**Tarefa:** Escreve a continuação da entrevista ao general Bettencourt Rodrigues sobre Angola em 1961, a partir do ponto em que acaba.

**Texto fornecido:**
====
Quando a grande bronca rebenta, - os massacres da UPA de 14 de Março -, eu estava lá em missão, juntamente com os generais Beleza Ferraz e Câmara, respectivamente CEMGFA e CEME. Em Buco-Zau (Cabinda), onde nos encontrávamos, chamaram-nos de urgência para a Luanda. Depois daqueles dois responsáveis terem regressado a Lisboa, na companhia do ministro do Ultramar, Vasco Lopes Alves, ainda lá fiquei uns dias. 

Manuel de Lucena: 

Qual era o propósito dessa última missão? 

General Bettencourt Rodrigues: 

Tratava-se de uma simples missão de rotina, tanto quanto me recordo. Simplesmente, calhou estarmos lá aquando da eclosão da guerrilha. Depois dessa ocasião, voltei repetidas vezes a Angola, uma delas com o então major Pedro Cardoso, adjunto do Secretário-Geral da Defesa Nacional, por ocasião do cerco a Carmona. 

Em Novembro de 1961 teve lugar um acontecimento dramático: o desastre do Chitado, onde pereceu o general Silva Freire, então comandante da região militar de Angola. Pouco tempo depois, o general Holbeche Fino, designado para suceder a Silva Freire, telefona-me dizendo que gostaria de me levar para Angola como seu chefe de gabinete. 

À minha maneira, respondi-lhe que tinha dois patrões; o general Gomes de Araújo e o general Câmara Pina; se ele se entendesse com eles, muito bem, iria para Angola, Comigo foi sempre assim: basta apresentarem-me a guia de marcha e eu vou para qualquer lado. 

Luís Salgado de Matos: 

Quando em Março de 1961 rebenta a «bernarda» em Angola, o dr. Salazar não quis falar com as pessoas que lá estavam?

 General Bettencourt Rodrigues: 

Não sei. Pela minha parte, só falei com o Costa Gomes e o Almeida Fernandes. 

Luís Salgado de Matos: 

Não é no regresso daquela visita que os generais Beleza Ferraz e Câmara Pina classificam os incidentes em Angola como um simples caso de polícia e depois são muito criticados? 

General Bettencourt Rodrigues: 

Sim, admitia-se que o general Beleza Ferraz talvez não tivesse medido bem a gravidade da situação; e daí essas declarações menos felizes. 

Luís Salgado de Matos: 

Ainda em relação a esse ano de 1961, como viu o golpe do general Botelho Moniz? 

General Bettencourt Rodrigues: 

O general Botelho Moniz era um homem muito complicado, muito fechado sobre si mesmo. Quem não segue as regras no Exército, acaba sempre por «dar gato»
====
**Dados fornecidos:**
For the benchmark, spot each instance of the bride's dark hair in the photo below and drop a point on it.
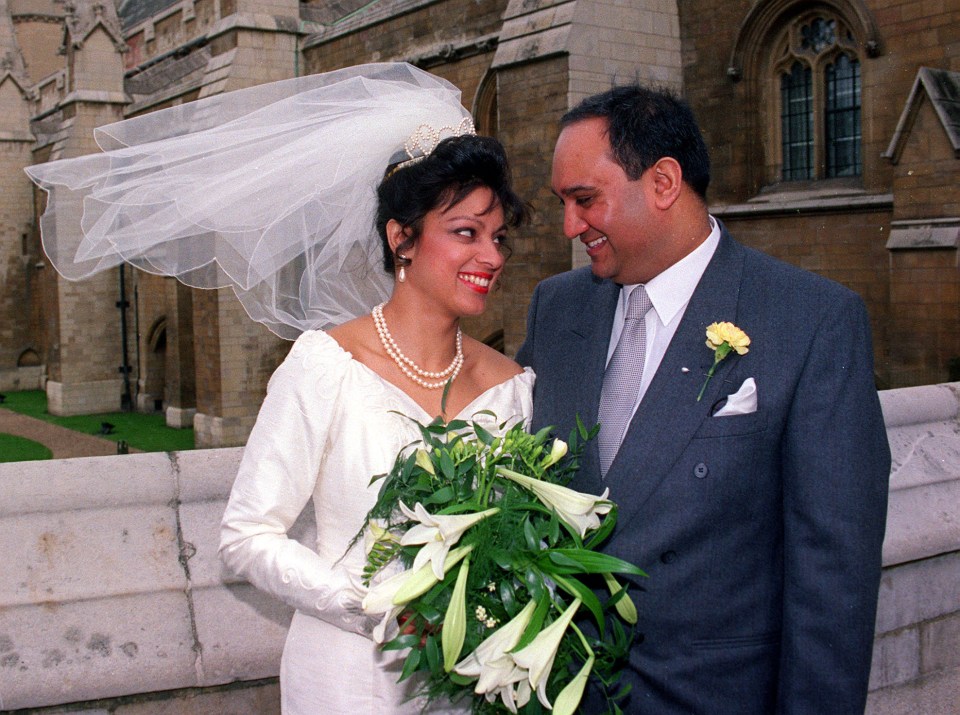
(456, 167)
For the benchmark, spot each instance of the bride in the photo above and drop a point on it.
(305, 206)
(338, 411)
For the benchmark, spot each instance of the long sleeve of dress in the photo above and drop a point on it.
(278, 475)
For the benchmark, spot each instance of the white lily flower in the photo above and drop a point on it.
(569, 698)
(401, 588)
(455, 621)
(578, 510)
(537, 657)
(437, 533)
(491, 663)
(557, 452)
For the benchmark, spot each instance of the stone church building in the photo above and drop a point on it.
(834, 128)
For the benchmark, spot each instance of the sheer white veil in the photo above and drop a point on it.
(269, 190)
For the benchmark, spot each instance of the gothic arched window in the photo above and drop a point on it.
(818, 75)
====
**Resposta:**
Ainda hoje não sei bem o que foi a «Abrilada». Que eles queriam derrubar o dr. Salazar e o almirante Américo Tomás é um facto - e o Craveiro Lopes até já tinha a mala feita para se instalar em Belém. Agora o que sucederia depois do golpe, isso permaneceu sempre um mistério para mim. 

Manuel de Lucena: 

Como é que o sr. general sentiu o ambiente das Forças Armadas em Angola, em 1961? Nos escalões que contavam, é evidente. 

General Bettencourt Rodrigues: 

Apesar de uma certa surpresa perante a proporção que as coisas assumiram em Março de 1961, já havia um certo planeamento por parte dos responsáveis militares. O general Silva Freire, um estratega brilhante, tinha alinhavado algumas ideias para enfrentar um possível foco de subversão. 

Infelizmente, no desastre do Chitado faleceram também dois chefes de Repartição do Quartel General. Escaparam, valha-nos isso, o hoje coronel Moreira Rebelo, da 1ª Repartição, e o hoje general Salazar Braga, da 2ª Repartição. 

Em finais de 1961 tínhamos para resolver: a reconstituição Quartel General, as comunicações, a logística e a montagem do sistema de quadrícula. Ou seja, praticamente o essencial. 

O sistema de quadrícula, de inspiração francesa, surgiu-nos como o mais adequado, até porque os massacres tinham eclodido em regiões onde não existiam guarnições militares, deixando os fazendeiros num grande isolamento. 

Luís Salgado de Matos: 

O general Silva Freire era um oficial da escola francesa? 

General Bettencourt Rodrigues: 

Sim, mas era sem dúvida o nosso melhor general, um dos mais brilhantes estrategas da sua geração. Ele teve a inteligência de perceber que era através da quadrícula que poderíamos contactar com as populações, trazê-las para o nosso lado. 

Repare: a guerra dita subversiva é um conflito assimétrico; uma disputa entre dois adversários desiguais em termos de organização, recursos e implantação no terreno. 

O sistema da quadrícula adaptou-sese bem às características da guerra subversiva. Era a quadrícula que integrava o médico que fornecia os cuidados de saúde básicos, o cabo que dava a instrução primária aos indígenas, o soldado que conhecia bem os musseques, a sanzala, enfim, a tropa que ia fazendo o  «trabalhinho». 

Quando se queria bater com força, então chamavam-se as forças de intervenção. Foram ambas indispensáveis e complementares uma da outra. 

Luís Salgado de Matos: 

Diz-se que a quadrícula deixou de combater em 1965. 

General Bettencourt Rodrigues: 

Não tenho essa ideia. Sinceramente. Quando voltei a Angola em 1971 (a minha missão com o general Holbeche Fino terminou em 1964), para chefiar a Zona Militar Leste, combatia-se com determinação. Tanto assim que ainda nesse ano voltou a ser possível circular à vontade nessa região.

 Manuel de Lucena: 

Entre 1961 e 1964, a ideia era cooperar e pacificar, por um lado, e bater quando necessário, por outro?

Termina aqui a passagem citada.